# To do
Search the data for the string "every" and copy each line where it turns up.

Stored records
■ ■ ■ ■ ■

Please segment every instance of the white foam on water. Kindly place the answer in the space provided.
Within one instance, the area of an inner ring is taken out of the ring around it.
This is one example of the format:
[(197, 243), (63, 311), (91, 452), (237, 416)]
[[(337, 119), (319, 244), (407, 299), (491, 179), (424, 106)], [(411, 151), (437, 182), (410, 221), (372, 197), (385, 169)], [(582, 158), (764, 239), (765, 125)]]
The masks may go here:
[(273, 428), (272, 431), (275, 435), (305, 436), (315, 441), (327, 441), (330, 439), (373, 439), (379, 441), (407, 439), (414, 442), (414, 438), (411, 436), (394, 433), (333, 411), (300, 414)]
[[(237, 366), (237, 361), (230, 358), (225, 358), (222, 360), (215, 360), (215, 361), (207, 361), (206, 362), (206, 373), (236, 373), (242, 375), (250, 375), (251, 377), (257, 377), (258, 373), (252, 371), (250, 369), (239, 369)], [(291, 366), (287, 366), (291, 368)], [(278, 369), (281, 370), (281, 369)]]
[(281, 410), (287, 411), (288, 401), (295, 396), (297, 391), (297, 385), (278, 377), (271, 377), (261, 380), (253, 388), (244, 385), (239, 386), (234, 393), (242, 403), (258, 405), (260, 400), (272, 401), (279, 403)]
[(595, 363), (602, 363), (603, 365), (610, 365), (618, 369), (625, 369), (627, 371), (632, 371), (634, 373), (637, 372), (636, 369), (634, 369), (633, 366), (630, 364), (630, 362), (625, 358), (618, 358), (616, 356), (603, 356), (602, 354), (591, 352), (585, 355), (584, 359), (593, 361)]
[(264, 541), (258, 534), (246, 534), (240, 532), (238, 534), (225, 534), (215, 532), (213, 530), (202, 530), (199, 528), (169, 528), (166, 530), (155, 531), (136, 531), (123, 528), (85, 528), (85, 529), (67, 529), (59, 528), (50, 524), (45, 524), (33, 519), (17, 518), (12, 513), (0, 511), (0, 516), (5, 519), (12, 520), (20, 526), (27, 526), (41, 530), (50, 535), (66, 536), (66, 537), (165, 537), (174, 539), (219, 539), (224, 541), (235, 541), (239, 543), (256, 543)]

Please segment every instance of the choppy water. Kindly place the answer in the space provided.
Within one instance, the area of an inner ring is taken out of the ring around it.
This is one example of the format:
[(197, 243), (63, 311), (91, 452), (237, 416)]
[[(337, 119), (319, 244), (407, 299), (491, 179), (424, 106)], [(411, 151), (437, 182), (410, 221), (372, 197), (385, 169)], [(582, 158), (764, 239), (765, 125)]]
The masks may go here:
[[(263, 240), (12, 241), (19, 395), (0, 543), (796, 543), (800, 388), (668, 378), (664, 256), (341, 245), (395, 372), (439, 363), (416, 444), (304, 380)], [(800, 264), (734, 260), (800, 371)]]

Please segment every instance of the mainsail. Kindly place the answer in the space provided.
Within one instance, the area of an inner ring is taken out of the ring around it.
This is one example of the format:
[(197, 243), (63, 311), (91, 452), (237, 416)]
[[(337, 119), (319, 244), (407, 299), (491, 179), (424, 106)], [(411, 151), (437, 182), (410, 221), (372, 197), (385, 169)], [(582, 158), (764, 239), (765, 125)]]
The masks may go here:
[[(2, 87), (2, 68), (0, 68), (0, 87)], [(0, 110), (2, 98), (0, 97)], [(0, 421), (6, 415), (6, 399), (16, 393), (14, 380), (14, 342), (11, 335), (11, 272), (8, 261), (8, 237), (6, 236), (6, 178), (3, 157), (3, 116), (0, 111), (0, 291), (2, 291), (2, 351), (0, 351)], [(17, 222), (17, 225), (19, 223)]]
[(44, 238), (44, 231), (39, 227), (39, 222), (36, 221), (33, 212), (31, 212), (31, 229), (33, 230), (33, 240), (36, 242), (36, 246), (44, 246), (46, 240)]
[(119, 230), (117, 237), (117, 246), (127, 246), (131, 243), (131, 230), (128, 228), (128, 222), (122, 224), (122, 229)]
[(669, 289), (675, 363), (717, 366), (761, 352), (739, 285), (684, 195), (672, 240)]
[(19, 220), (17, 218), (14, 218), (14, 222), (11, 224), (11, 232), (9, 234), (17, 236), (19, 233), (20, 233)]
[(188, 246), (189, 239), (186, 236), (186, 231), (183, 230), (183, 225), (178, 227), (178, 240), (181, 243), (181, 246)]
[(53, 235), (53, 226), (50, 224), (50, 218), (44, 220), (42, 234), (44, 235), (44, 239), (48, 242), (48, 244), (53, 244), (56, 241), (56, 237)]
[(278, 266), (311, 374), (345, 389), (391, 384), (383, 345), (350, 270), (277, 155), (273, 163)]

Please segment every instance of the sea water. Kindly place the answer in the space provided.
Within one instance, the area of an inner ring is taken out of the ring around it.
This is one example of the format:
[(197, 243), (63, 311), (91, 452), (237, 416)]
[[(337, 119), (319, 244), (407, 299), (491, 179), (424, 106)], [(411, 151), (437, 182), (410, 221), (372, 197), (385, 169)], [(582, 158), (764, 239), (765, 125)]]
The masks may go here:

■ ■ ■ ■ ■

# Solution for this problem
Please segment every instance of the white foam on water. Kindly place the answer in the space provided.
Please segment every instance of the choppy water. Kindly place the answer in the space provided.
Please segment every instance of the mainsail. Kindly place the answer in the space provided.
Please segment every instance of the sea water. Kindly place the answer in the space provided.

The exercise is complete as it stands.